Dataset excerpts:
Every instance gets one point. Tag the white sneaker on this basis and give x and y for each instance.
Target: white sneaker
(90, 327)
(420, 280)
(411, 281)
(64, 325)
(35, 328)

Task prompt: Lay out the rows above as a Markdown table with the columns Number and Content, one numbered entry per line, and leave out any blank lines.

The answer:
| Number | Content |
|---|---|
| 1 | Every instance gets one point. Tag the white sneaker on this basis and give x and y for each instance. |
| 2 | Target: white sneaker |
| 3 | (90, 327) |
| 4 | (420, 280) |
| 5 | (411, 281) |
| 6 | (64, 325) |
| 7 | (35, 328) |